■ **Text-to-region grounding data**

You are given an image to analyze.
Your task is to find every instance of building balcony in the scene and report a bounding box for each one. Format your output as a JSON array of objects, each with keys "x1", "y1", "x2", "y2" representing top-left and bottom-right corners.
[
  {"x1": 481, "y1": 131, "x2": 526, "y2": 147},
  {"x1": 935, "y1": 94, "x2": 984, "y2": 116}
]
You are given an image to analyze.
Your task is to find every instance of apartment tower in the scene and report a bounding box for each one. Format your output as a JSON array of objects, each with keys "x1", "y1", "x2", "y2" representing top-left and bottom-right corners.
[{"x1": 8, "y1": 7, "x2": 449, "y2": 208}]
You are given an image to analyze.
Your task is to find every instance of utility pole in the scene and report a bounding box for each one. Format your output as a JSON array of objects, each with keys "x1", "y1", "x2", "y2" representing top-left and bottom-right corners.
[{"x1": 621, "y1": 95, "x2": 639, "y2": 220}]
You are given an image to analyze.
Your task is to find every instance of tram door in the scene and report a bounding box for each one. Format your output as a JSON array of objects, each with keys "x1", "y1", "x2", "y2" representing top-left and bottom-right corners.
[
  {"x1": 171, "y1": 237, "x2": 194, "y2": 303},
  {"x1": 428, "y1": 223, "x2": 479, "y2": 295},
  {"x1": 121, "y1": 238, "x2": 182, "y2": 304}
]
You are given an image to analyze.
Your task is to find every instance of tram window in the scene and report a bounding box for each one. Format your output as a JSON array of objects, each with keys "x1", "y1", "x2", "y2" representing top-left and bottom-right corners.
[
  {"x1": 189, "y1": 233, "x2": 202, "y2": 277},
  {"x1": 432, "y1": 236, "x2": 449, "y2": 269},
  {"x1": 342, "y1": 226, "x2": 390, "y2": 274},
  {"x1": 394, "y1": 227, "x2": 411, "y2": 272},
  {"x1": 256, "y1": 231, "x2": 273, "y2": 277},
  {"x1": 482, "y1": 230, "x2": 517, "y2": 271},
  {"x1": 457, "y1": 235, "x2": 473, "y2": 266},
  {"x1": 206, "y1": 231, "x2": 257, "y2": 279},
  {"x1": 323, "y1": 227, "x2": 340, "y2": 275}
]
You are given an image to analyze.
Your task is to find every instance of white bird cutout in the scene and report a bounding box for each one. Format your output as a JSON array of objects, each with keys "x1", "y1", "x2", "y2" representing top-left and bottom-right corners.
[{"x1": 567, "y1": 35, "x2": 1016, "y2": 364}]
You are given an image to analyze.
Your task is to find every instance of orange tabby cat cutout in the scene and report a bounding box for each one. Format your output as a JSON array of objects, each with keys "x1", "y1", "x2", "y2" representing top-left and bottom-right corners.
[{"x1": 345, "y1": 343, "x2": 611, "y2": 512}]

■ **WHAT YOU WILL DO**
The response must contain every entry, each one identical to the original.

■ **REPLY TO THE TASK**
You are given an image to analyze.
Your task is to find every instance of building balcony in the scene and report a bounding box for each one. Format your output as a JSON array of objects, each with keys "x1", "y1", "x2", "y2" representing top-left and bottom-right corners.
[
  {"x1": 481, "y1": 131, "x2": 526, "y2": 147},
  {"x1": 935, "y1": 94, "x2": 984, "y2": 116}
]
You are given an image to analyze.
Your task is to find every instance of apartment tower in the scene and report a bounding box for each one. Format your output as a JSON array of objects, each with keys "x1", "y1", "x2", "y2" representing top-left and bottom-right corners.
[{"x1": 8, "y1": 7, "x2": 449, "y2": 208}]
You are given an image to analyze.
Your task is to find every instance of utility pole in the scene and report a bounding box for each one. Format your output as a JSON array of objects, each with keys "x1", "y1", "x2", "y2" representing top-left and bottom-right corners.
[{"x1": 621, "y1": 95, "x2": 639, "y2": 220}]
You are given an image to analyze.
Your task is to find every instance of tram door in the scene and report a bounding box for each one. Format your output as a JSON array of objects, each with keys "x1", "y1", "x2", "y2" representing top-left and bottom-right corners.
[
  {"x1": 171, "y1": 237, "x2": 194, "y2": 303},
  {"x1": 428, "y1": 223, "x2": 479, "y2": 295},
  {"x1": 121, "y1": 238, "x2": 182, "y2": 304}
]
You are given an image to analyze.
Your task is to find every instance of tram window in the scene and report a bounding box for each one. Format your output as a JSON array of objects, each with keys "x1", "y1", "x2", "y2" representing top-left and bottom-right corners.
[
  {"x1": 189, "y1": 233, "x2": 202, "y2": 277},
  {"x1": 432, "y1": 236, "x2": 449, "y2": 269},
  {"x1": 342, "y1": 226, "x2": 390, "y2": 274},
  {"x1": 394, "y1": 227, "x2": 411, "y2": 272},
  {"x1": 256, "y1": 231, "x2": 273, "y2": 277},
  {"x1": 482, "y1": 230, "x2": 517, "y2": 271},
  {"x1": 457, "y1": 235, "x2": 473, "y2": 266},
  {"x1": 206, "y1": 231, "x2": 257, "y2": 279},
  {"x1": 323, "y1": 227, "x2": 340, "y2": 275}
]
You are given an image to analyze.
Your task is to find every instance of white bird cutout in the scene and report a bounding box for each one. Format your output as a JSON array of objects, each with keys "x1", "y1", "x2", "y2" representing top-left and bottom-right corners.
[{"x1": 567, "y1": 35, "x2": 1016, "y2": 364}]
You are given an image to analyze.
Your task is to find every instance of orange tabby cat cutout in the scene and report a bounding box for each one. Format your output as a JSON array of objects, each with keys "x1", "y1", "x2", "y2" representing top-left and bottom-right corners.
[{"x1": 345, "y1": 343, "x2": 611, "y2": 512}]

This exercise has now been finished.